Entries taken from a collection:
== Segment start ==
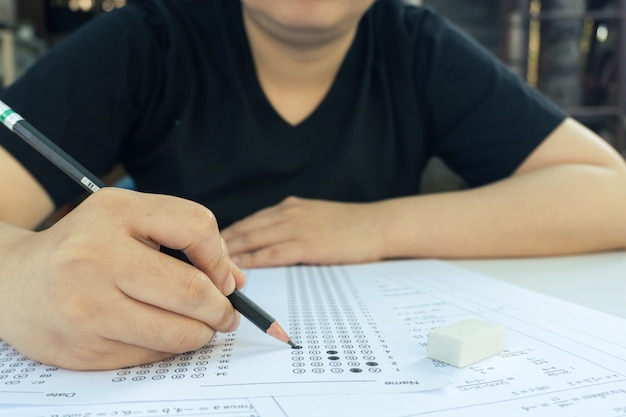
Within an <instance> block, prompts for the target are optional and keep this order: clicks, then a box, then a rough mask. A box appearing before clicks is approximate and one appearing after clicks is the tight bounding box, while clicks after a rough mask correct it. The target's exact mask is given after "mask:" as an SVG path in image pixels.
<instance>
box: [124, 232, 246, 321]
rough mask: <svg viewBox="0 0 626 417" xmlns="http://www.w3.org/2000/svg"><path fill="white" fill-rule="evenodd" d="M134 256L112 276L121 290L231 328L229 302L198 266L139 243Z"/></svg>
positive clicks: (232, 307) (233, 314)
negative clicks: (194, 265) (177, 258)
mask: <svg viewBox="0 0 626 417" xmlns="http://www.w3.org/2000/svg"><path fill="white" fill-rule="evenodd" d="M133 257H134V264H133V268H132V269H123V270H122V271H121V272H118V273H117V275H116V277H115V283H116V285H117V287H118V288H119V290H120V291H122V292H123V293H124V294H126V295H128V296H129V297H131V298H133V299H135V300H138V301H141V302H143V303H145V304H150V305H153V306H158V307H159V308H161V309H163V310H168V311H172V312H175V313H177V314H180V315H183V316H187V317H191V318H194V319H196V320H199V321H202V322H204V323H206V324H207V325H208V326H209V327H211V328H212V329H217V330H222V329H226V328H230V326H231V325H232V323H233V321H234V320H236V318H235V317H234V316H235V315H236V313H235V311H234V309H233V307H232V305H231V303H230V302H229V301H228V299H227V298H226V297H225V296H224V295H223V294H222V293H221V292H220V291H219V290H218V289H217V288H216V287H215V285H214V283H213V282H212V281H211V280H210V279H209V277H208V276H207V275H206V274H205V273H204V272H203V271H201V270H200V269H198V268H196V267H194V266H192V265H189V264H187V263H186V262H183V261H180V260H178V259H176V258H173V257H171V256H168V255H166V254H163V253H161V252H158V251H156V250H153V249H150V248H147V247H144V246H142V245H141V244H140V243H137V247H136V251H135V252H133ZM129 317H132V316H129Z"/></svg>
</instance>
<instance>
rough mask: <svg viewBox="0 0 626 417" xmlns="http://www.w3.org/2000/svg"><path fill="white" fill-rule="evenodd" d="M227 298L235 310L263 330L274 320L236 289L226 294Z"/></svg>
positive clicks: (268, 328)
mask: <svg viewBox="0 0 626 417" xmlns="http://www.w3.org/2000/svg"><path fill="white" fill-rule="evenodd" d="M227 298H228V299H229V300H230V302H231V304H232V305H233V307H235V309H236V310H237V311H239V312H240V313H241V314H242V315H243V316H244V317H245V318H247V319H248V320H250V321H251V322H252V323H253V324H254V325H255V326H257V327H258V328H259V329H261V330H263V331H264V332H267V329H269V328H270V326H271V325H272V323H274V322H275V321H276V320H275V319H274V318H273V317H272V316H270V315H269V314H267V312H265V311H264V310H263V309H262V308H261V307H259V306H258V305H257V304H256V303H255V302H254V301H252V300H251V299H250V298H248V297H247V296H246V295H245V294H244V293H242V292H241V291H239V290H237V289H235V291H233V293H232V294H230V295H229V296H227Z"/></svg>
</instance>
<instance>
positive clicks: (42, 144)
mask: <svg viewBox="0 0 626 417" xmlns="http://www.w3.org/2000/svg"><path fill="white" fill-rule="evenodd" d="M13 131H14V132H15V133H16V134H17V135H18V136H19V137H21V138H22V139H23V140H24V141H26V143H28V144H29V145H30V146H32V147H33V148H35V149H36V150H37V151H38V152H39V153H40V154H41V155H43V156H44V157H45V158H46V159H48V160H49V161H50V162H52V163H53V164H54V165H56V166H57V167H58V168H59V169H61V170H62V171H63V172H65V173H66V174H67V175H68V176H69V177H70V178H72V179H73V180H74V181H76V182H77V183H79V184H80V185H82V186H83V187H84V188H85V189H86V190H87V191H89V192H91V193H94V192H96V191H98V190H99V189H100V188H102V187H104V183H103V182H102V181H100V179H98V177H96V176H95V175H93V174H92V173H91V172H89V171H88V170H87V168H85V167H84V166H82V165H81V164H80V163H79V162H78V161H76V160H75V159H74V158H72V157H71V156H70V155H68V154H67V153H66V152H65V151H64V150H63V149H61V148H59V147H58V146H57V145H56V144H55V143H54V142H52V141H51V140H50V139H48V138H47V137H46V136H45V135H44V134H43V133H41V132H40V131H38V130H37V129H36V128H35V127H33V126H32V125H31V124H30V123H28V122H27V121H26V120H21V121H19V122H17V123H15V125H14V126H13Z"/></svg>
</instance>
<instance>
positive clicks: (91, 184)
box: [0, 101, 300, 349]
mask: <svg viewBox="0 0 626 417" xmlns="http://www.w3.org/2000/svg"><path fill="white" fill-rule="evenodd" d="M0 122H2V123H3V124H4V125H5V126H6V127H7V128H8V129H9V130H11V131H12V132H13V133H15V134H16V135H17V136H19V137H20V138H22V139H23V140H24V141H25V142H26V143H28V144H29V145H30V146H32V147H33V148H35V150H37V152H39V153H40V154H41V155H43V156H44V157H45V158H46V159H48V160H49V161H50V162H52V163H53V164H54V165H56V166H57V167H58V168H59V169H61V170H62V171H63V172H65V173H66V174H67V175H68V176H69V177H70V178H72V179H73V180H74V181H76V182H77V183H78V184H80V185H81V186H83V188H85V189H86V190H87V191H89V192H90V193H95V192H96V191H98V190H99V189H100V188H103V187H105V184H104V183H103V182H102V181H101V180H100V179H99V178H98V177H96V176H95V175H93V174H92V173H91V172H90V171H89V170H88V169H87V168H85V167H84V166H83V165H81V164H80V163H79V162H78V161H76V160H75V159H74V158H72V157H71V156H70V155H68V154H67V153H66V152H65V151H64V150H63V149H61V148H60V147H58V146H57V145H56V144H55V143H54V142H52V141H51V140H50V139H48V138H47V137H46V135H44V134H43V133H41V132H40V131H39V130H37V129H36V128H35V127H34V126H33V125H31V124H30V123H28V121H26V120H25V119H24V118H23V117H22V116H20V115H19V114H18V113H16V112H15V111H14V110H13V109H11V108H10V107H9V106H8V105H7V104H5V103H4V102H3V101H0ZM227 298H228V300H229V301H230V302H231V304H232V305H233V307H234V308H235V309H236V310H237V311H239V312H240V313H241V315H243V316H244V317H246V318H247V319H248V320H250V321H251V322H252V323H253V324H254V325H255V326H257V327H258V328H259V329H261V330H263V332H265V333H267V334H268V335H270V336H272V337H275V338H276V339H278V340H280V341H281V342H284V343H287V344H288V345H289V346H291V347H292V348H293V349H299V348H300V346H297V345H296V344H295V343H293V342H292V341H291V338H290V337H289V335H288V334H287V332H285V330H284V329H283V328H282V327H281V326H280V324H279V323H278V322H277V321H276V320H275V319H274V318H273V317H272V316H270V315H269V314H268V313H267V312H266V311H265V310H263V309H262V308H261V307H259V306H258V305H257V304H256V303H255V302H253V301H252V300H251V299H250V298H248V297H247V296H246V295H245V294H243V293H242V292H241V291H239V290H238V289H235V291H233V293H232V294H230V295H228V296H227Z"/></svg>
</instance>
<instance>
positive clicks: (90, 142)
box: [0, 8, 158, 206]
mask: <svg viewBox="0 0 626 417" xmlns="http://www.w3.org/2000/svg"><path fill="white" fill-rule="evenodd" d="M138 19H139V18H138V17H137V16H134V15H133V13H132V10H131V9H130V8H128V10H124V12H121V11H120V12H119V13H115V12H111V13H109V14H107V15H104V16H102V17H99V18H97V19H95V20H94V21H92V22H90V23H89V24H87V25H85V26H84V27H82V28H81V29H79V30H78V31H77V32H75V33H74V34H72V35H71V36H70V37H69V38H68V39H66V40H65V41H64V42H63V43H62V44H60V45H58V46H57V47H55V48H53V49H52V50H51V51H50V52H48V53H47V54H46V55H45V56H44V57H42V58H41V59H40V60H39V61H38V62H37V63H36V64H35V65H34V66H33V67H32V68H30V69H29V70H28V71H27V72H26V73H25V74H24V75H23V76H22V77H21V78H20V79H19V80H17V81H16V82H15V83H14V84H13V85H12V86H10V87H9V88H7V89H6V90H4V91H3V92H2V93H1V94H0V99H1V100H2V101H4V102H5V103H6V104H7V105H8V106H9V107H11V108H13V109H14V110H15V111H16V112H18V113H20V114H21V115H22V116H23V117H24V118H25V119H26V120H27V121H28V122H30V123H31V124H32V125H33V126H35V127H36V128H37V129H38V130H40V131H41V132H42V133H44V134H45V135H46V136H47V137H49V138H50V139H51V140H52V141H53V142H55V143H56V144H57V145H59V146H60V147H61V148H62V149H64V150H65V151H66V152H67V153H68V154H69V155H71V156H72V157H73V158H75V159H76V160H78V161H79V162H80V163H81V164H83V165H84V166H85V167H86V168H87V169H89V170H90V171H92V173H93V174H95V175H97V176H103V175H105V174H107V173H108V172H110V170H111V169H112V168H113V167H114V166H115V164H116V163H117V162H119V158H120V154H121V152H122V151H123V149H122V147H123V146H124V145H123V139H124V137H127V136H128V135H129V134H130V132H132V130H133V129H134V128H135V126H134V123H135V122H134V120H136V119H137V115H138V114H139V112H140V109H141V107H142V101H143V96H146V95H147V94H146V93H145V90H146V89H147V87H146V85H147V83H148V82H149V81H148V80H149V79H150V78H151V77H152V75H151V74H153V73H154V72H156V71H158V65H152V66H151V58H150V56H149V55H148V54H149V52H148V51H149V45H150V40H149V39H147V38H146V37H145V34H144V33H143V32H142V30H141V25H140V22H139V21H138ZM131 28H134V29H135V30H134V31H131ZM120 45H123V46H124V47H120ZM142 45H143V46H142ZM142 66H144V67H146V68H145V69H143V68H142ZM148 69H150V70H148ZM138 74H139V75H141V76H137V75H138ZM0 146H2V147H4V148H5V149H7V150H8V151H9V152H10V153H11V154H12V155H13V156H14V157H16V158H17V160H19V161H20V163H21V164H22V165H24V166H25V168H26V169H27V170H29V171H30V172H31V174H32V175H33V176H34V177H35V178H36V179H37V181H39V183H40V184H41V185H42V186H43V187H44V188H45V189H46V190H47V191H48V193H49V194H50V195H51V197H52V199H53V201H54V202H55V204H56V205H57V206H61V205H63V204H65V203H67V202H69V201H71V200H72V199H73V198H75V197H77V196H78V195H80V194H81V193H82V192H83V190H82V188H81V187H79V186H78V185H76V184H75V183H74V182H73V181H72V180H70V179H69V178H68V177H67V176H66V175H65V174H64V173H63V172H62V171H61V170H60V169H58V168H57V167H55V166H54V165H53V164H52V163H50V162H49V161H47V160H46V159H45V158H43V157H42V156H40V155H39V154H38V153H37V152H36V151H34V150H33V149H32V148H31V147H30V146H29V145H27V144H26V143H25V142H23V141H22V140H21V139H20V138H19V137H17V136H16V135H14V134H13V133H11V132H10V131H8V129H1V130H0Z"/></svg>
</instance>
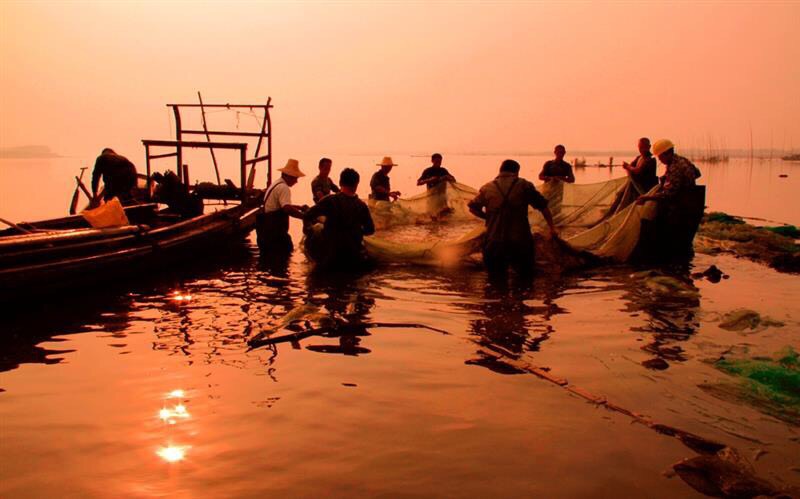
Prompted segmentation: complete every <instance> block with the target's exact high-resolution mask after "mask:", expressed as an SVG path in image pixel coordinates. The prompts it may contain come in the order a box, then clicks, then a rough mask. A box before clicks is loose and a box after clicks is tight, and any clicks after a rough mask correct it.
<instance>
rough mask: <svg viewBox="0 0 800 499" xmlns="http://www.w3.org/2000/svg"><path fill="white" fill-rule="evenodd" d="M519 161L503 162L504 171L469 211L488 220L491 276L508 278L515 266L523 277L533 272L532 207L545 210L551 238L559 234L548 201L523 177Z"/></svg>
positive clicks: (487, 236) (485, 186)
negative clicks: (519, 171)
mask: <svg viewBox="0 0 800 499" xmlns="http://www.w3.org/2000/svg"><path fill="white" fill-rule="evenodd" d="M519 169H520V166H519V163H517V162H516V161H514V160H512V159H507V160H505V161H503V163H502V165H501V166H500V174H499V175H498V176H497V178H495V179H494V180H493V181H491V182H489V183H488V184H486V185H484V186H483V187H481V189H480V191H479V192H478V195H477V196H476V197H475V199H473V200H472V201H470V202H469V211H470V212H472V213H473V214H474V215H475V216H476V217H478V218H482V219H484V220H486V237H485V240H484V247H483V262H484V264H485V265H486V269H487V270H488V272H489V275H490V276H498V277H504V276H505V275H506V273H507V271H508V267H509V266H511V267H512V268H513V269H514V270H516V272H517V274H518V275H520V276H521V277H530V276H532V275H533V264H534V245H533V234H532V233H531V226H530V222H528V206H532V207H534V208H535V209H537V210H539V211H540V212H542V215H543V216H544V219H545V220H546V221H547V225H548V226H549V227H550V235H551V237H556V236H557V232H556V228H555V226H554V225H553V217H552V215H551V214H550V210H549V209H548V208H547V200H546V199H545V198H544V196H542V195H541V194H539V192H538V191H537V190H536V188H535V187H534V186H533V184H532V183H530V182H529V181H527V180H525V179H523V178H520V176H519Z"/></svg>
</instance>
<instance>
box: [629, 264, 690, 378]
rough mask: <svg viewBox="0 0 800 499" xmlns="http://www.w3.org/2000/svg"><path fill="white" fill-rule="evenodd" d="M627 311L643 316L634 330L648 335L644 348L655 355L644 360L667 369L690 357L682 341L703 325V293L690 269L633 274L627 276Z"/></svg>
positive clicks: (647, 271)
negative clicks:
== Segment end ==
What to produce: Print the line with "negative clicks: (519, 171)" and every line after it in the entries above, exactly as written. Leave out all other lines.

Worked solution:
negative clicks: (519, 171)
mask: <svg viewBox="0 0 800 499" xmlns="http://www.w3.org/2000/svg"><path fill="white" fill-rule="evenodd" d="M519 169H520V166H519V163H517V162H516V161H514V160H512V159H507V160H505V161H503V163H502V165H501V166H500V174H499V175H498V176H497V178H495V179H494V180H493V181H491V182H489V183H488V184H486V185H484V186H483V187H481V189H480V191H479V192H478V195H477V196H476V197H475V199H473V200H472V201H470V202H469V211H470V212H472V213H473V214H474V215H475V216H476V217H478V218H482V219H484V220H486V237H485V240H484V247H483V262H484V264H485V265H486V269H487V270H488V272H489V275H490V276H498V277H504V276H505V275H506V273H507V271H508V267H509V266H511V267H512V268H513V269H514V270H516V272H517V274H518V275H520V276H521V277H530V276H532V275H533V264H534V245H533V234H532V233H531V226H530V222H528V206H532V207H534V208H535V209H537V210H539V211H540V212H542V215H543V216H544V219H545V220H546V221H547V225H548V226H549V227H550V235H551V237H556V236H557V232H556V228H555V226H554V225H553V217H552V215H551V214H550V210H549V209H548V208H547V200H546V199H545V198H544V196H542V195H541V194H539V192H538V191H537V190H536V188H535V187H534V186H533V184H532V183H530V182H529V181H527V180H525V179H523V178H520V176H519Z"/></svg>
</instance>
<instance>
box: [629, 264, 690, 378]
rough mask: <svg viewBox="0 0 800 499" xmlns="http://www.w3.org/2000/svg"><path fill="white" fill-rule="evenodd" d="M627 311L643 316L634 330L648 335L644 348L655 355L644 360L667 369L690 357L682 341L703 325V293L690 269L633 274L627 276Z"/></svg>
positive clicks: (647, 271)
negative clicks:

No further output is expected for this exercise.